[Labeled-object pointing entries]
++++++++++++++++++++

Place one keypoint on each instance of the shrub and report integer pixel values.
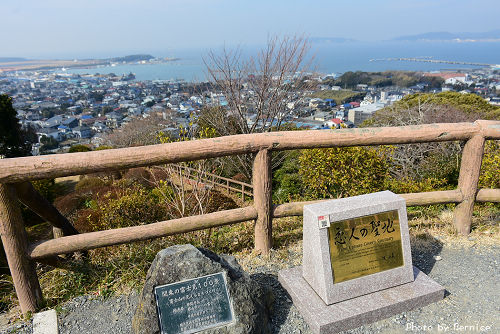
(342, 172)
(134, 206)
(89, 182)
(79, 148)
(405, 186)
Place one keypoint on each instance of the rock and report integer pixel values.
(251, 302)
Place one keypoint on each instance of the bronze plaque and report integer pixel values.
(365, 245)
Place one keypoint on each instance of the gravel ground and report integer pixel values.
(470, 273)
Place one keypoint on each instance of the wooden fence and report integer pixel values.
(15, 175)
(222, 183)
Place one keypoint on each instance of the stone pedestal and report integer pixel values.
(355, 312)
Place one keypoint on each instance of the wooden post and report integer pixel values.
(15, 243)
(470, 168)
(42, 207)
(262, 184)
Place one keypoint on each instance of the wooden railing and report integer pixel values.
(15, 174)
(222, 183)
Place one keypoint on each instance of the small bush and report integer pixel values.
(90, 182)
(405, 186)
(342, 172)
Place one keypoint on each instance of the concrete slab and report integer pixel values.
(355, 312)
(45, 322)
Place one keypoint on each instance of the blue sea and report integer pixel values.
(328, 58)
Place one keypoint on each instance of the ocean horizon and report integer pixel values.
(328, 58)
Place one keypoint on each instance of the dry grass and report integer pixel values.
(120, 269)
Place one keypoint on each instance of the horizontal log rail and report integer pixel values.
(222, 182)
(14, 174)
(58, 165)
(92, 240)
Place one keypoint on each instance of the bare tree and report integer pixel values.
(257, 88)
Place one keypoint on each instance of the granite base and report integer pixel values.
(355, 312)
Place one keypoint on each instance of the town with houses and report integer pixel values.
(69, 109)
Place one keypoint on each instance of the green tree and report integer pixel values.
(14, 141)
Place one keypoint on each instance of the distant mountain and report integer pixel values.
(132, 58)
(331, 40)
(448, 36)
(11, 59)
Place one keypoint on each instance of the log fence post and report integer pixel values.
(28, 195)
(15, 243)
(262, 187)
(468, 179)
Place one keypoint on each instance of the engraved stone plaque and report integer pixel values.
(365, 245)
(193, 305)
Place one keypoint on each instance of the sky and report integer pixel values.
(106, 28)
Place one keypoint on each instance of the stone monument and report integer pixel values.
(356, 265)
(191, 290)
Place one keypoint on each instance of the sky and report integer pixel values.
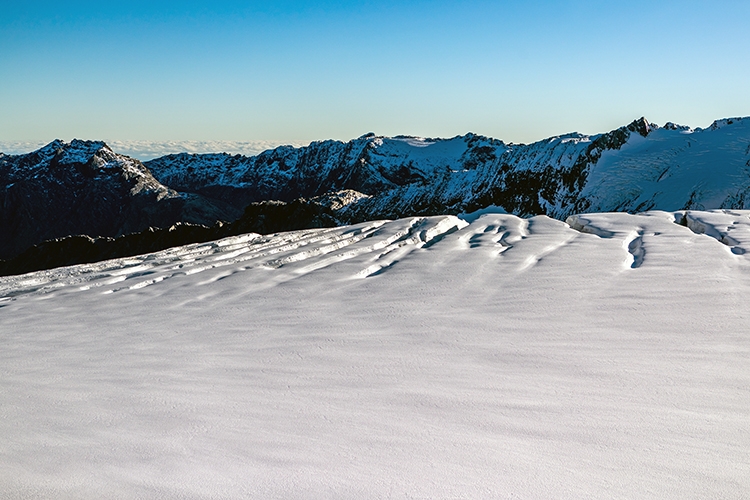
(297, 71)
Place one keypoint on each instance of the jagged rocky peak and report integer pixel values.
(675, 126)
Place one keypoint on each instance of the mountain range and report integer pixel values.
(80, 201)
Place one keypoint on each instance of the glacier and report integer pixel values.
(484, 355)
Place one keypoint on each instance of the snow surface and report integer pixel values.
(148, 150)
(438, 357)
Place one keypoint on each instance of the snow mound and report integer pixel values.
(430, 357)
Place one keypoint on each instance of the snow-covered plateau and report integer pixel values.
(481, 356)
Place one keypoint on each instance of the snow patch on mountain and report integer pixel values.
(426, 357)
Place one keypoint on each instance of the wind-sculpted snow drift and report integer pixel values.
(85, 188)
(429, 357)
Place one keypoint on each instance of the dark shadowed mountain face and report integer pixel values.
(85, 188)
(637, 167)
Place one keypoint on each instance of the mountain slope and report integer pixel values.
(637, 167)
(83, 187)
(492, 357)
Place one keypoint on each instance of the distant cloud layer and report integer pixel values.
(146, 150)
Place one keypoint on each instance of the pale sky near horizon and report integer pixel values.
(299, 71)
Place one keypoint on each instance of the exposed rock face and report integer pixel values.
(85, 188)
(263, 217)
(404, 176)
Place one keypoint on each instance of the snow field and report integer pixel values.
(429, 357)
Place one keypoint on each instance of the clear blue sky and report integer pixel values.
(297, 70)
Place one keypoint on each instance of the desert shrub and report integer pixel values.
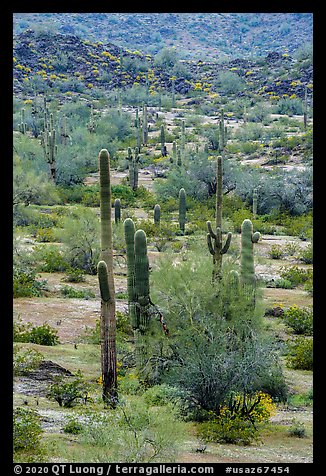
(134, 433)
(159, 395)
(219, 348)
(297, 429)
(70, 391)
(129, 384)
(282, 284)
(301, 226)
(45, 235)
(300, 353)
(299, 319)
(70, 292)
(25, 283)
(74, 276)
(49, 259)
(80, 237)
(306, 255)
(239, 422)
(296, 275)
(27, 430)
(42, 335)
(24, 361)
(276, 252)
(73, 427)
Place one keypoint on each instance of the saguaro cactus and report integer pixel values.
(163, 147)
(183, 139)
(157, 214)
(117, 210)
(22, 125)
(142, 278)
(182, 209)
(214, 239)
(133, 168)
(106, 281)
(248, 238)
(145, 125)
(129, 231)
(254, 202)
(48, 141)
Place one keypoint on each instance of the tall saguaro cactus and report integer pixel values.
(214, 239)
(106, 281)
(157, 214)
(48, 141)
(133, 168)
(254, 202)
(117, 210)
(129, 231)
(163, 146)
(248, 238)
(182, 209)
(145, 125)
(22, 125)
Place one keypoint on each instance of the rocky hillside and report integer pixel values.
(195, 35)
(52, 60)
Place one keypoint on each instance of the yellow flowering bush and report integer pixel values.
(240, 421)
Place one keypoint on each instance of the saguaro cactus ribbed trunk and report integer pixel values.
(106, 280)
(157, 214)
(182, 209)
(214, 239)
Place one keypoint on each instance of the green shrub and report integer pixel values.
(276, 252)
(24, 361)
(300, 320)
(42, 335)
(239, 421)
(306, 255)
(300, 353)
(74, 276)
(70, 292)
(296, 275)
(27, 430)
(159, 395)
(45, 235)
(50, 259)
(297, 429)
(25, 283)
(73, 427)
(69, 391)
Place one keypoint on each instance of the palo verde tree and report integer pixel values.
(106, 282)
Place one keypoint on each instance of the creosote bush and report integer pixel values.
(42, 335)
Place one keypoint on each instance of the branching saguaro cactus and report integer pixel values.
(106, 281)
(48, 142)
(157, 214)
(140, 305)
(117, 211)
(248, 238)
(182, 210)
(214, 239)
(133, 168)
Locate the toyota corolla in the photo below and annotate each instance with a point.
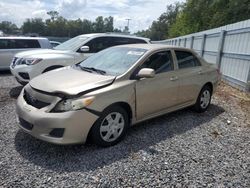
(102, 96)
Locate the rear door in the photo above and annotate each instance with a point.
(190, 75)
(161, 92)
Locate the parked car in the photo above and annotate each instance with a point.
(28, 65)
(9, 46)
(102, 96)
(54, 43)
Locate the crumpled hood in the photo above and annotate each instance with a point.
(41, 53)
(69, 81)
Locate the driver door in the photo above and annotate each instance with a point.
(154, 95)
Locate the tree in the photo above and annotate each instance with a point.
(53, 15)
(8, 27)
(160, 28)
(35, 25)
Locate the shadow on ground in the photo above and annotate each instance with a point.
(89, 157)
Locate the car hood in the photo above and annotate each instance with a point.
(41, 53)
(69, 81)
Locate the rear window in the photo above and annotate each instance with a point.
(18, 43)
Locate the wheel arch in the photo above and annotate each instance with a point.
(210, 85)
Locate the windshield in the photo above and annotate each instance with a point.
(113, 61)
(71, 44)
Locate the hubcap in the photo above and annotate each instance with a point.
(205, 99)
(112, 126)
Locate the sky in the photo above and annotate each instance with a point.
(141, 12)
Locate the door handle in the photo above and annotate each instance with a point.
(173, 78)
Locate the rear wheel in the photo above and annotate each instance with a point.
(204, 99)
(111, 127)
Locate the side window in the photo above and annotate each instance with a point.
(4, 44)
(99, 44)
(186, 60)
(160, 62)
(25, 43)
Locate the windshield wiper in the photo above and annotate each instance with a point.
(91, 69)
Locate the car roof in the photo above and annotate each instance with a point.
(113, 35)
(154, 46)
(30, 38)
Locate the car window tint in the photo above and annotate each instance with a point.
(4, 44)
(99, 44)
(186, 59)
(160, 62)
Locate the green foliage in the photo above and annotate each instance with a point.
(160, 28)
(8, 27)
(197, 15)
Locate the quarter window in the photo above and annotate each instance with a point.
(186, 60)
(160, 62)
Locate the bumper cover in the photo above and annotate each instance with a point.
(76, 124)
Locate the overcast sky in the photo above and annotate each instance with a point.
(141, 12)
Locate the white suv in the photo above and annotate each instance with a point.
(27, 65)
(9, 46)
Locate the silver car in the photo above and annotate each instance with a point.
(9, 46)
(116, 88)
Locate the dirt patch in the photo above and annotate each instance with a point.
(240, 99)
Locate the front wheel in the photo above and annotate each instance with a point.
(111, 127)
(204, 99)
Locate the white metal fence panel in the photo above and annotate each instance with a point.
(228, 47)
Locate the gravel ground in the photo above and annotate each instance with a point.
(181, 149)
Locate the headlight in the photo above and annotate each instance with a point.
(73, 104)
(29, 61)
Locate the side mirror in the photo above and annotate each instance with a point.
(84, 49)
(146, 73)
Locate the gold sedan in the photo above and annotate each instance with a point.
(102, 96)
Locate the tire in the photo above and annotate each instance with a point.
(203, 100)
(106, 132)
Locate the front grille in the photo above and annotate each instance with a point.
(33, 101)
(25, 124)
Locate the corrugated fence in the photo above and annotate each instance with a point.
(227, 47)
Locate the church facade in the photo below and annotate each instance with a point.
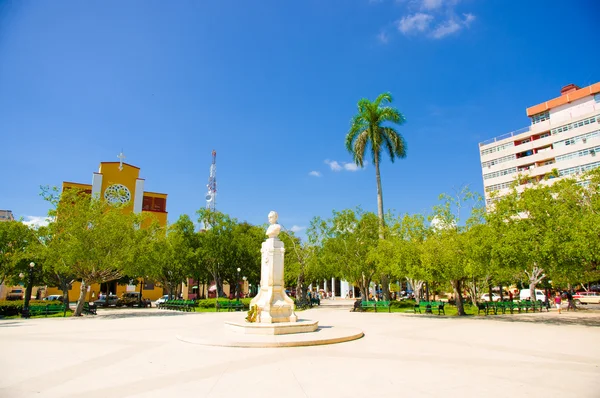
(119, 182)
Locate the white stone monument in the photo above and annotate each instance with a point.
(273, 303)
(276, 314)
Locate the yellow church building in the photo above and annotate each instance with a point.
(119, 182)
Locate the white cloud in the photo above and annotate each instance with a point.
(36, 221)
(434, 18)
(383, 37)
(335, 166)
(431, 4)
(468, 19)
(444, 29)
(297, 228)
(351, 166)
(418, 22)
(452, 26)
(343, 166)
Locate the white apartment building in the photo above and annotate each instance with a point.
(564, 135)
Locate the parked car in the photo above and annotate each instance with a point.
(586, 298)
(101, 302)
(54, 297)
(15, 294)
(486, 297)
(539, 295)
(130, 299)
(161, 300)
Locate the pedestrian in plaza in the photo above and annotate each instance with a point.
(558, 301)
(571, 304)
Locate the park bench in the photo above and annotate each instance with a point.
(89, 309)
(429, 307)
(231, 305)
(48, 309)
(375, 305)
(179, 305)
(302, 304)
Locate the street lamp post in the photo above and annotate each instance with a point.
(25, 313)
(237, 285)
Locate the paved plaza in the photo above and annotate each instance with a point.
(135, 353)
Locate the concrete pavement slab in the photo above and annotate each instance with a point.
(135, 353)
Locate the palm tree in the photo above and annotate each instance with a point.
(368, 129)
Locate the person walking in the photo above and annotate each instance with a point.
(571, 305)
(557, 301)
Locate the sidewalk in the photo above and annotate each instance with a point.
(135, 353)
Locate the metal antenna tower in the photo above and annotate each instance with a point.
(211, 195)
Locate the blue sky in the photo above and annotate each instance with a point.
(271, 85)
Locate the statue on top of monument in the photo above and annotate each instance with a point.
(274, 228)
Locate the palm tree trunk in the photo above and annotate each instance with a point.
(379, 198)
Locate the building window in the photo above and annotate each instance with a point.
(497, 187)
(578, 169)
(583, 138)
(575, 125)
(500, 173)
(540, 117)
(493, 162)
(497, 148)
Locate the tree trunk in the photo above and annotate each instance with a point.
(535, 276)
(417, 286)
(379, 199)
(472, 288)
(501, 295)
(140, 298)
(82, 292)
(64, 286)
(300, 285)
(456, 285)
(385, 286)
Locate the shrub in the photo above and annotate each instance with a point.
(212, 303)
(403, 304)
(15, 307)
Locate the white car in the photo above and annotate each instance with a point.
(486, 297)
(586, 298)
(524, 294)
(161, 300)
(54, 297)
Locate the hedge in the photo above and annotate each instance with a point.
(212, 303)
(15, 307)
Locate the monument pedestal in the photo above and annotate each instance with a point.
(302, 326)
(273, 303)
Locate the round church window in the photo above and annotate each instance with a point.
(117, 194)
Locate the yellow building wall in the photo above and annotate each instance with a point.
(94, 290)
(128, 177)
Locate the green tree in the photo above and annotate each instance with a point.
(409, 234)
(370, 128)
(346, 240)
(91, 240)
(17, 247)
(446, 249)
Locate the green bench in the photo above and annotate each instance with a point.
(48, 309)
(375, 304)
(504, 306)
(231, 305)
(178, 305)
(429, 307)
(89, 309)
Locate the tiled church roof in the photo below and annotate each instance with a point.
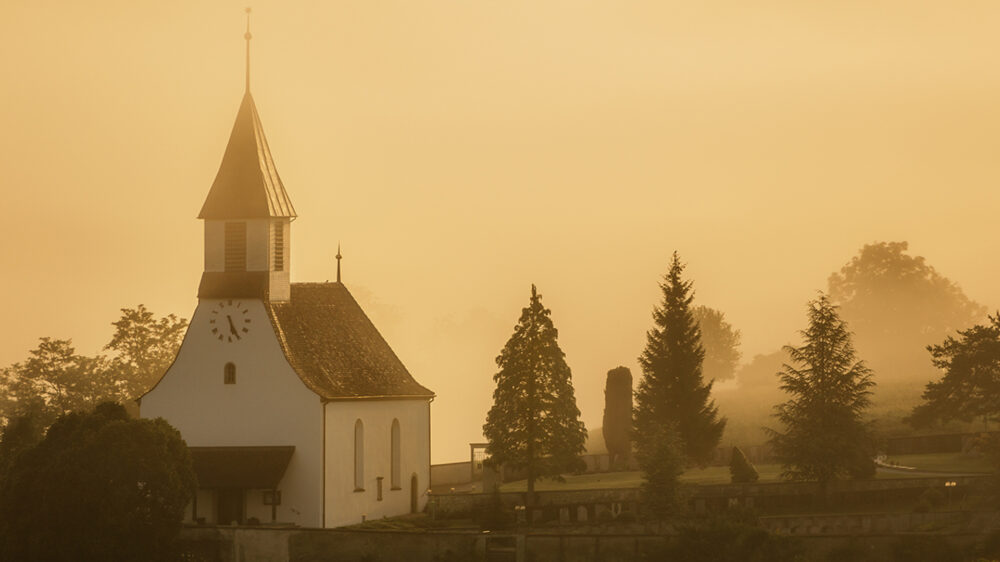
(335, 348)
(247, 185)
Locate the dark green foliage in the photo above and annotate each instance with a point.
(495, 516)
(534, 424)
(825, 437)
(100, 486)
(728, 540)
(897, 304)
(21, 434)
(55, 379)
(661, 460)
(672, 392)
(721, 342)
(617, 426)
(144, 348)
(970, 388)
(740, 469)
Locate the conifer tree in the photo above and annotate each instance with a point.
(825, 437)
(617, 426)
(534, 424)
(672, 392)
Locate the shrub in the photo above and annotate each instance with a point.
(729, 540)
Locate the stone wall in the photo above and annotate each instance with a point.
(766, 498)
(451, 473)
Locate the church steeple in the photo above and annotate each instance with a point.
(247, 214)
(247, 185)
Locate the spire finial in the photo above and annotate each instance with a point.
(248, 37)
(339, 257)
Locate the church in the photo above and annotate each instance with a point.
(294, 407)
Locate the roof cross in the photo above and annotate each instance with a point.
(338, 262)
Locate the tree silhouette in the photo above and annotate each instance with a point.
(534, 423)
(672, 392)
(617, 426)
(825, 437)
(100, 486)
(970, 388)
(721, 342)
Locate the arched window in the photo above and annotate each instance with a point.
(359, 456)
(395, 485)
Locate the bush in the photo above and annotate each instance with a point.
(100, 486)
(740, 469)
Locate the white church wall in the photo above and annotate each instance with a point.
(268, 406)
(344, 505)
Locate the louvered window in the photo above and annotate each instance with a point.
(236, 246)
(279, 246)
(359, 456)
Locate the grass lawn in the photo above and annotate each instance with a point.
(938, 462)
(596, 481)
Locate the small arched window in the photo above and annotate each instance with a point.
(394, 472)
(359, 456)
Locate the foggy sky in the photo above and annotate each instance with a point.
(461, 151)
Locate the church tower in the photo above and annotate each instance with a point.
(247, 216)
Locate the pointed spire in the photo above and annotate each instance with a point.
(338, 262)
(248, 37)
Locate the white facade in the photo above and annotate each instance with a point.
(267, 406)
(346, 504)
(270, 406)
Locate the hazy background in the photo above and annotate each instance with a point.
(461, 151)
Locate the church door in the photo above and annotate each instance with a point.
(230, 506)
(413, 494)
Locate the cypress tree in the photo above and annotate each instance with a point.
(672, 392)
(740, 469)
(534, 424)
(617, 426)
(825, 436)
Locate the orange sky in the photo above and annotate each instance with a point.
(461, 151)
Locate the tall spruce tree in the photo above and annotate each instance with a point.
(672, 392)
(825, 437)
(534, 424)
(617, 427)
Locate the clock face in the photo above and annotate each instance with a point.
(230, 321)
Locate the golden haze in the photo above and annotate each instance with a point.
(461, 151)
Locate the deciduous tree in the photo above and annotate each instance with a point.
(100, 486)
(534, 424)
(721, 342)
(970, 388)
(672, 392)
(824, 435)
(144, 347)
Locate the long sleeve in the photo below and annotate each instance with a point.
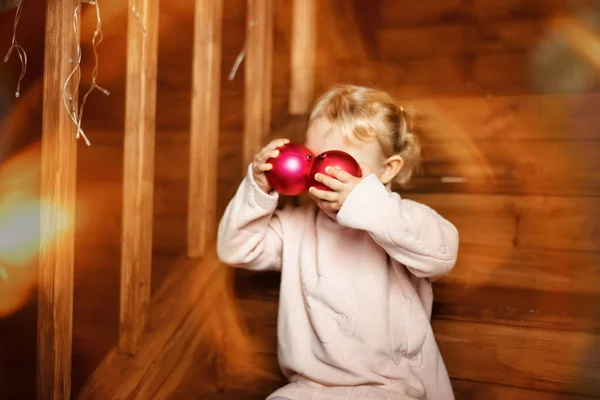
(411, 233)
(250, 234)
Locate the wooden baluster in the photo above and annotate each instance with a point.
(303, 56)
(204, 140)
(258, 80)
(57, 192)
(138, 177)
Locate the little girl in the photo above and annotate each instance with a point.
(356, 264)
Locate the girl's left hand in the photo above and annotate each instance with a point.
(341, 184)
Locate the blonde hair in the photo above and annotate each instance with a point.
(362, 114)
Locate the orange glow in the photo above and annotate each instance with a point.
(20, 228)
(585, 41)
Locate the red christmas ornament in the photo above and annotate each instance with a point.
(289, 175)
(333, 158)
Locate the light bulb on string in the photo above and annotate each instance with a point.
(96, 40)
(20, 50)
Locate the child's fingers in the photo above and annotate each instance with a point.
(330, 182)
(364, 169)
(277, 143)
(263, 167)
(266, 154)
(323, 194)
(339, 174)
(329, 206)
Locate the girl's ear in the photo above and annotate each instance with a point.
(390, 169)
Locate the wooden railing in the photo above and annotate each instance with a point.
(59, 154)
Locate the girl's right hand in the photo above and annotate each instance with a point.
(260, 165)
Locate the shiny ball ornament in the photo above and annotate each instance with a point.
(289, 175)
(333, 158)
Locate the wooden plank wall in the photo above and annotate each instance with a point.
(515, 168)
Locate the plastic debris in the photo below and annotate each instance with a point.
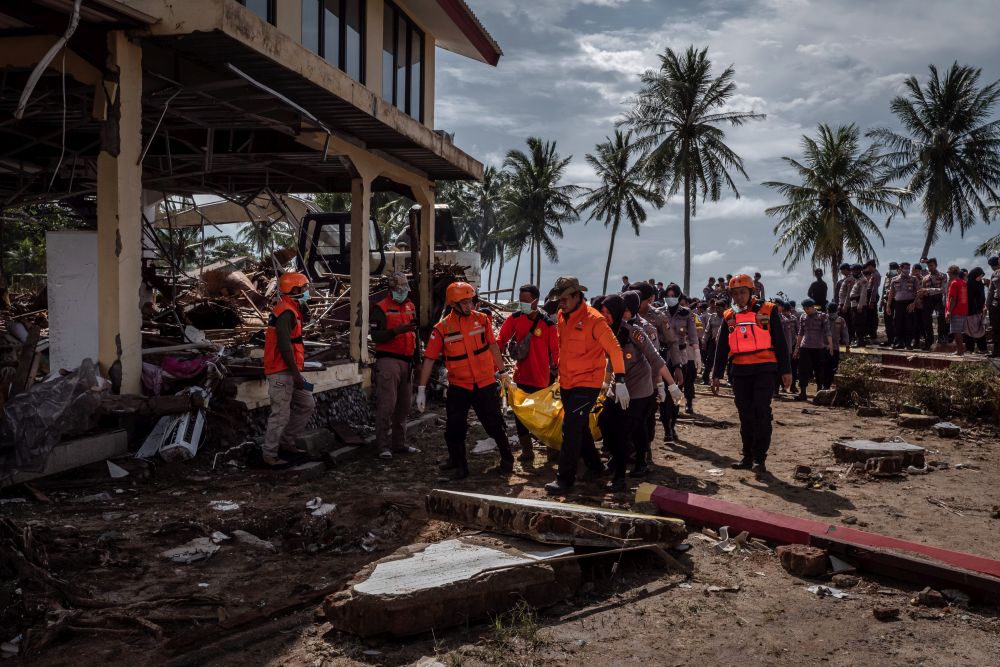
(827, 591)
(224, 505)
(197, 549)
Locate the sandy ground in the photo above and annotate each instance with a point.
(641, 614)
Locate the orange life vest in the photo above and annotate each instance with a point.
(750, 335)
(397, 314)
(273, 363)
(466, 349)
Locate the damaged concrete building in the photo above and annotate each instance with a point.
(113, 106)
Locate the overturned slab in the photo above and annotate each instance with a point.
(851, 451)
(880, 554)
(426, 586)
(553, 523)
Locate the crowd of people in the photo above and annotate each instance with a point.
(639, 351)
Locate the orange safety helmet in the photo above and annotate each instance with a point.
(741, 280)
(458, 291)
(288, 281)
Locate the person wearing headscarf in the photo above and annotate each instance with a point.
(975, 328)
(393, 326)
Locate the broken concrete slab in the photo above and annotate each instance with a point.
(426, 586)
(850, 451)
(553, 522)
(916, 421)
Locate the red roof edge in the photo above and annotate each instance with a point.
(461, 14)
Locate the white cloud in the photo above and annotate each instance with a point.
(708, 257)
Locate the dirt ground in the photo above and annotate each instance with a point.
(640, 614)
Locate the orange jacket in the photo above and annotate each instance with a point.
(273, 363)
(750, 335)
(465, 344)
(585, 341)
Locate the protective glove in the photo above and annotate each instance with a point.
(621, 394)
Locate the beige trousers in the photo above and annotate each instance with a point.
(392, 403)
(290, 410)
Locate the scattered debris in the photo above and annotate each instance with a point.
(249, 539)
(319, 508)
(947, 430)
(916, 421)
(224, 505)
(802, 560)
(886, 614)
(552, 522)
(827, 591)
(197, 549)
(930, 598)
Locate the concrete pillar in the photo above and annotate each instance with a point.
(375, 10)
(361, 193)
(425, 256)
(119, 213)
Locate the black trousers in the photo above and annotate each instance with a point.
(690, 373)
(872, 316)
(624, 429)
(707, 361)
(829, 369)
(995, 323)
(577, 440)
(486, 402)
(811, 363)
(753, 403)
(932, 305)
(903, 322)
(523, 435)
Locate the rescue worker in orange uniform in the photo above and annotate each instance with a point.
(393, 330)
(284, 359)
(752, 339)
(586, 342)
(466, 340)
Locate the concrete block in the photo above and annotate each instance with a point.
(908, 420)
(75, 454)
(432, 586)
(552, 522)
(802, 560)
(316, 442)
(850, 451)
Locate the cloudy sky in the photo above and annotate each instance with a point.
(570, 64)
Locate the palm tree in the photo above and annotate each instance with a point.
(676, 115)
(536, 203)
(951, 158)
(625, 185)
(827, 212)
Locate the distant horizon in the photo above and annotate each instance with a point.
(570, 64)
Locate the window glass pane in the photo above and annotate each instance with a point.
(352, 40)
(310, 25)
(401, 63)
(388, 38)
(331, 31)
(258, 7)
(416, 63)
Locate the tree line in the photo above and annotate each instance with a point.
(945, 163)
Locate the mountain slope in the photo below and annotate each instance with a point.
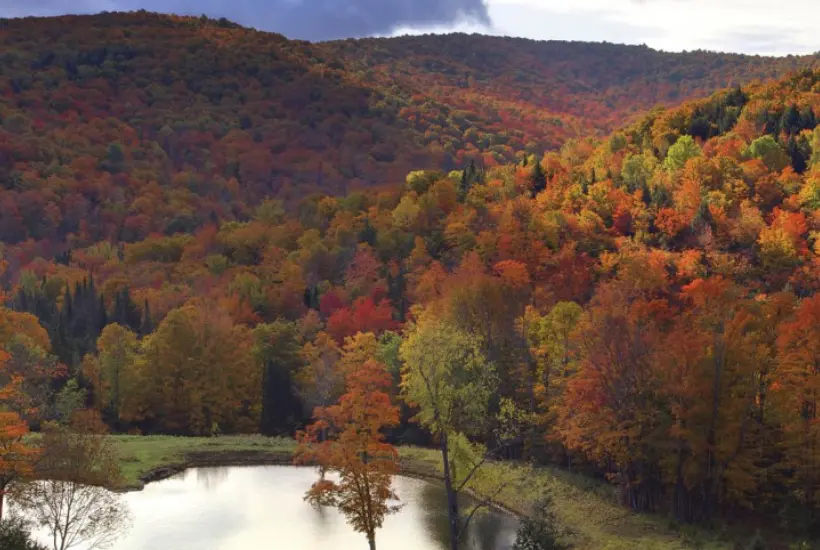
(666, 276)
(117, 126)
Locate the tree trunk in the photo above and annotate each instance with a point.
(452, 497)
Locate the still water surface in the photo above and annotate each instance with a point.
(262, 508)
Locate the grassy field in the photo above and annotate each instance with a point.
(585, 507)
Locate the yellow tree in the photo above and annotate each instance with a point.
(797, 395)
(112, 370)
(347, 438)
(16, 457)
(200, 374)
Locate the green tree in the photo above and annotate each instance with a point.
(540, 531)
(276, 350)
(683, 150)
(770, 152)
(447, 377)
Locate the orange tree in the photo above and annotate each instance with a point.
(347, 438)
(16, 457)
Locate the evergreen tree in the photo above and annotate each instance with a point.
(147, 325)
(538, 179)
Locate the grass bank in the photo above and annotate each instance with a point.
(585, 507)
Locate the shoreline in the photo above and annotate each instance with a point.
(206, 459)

++++++++++++++++++++

• **Stated problem**
Take the lines from the one that contains "Locate the distant" down to the last line of the listing above, both included, and set them down exactly, leaving out pictures.

• **Solution**
Locate the distant horizon in the photo above and annotate each instance with a point.
(570, 64)
Locate the window glass pane in the photo above and annotate each instance with a point.
(352, 40)
(310, 25)
(401, 63)
(388, 38)
(331, 31)
(258, 7)
(416, 63)
Locate the tree line in the photo above and annotate each instance with a point.
(945, 163)
Locate the mountain slope in the photo below and annotate each instance with a point.
(666, 276)
(117, 126)
Locate the tree trunk in the photo above and annotate each instance with a point.
(452, 497)
Locate the still water surface in the photo above and annotate each instance with a point.
(262, 508)
Locate the grassy field in the photo above and annotate each instance with a point.
(585, 507)
Locate the yellow tree in the photo above and annotate each instance with a point.
(797, 395)
(112, 370)
(347, 438)
(16, 457)
(200, 374)
Locate the green tree in the photo above and annotate each instance with a point.
(540, 531)
(276, 350)
(683, 150)
(770, 152)
(447, 377)
Locate the orange tree in the photo above and annotate each instance with a point.
(347, 438)
(16, 457)
Locate the evergreen tree in the photo above and annotate each instance with a point.
(147, 325)
(538, 179)
Locate the grass bank in the photo above and annotate each instance with a point.
(585, 507)
Locate the shoreline in the photo above and annotate each instance with a point.
(206, 459)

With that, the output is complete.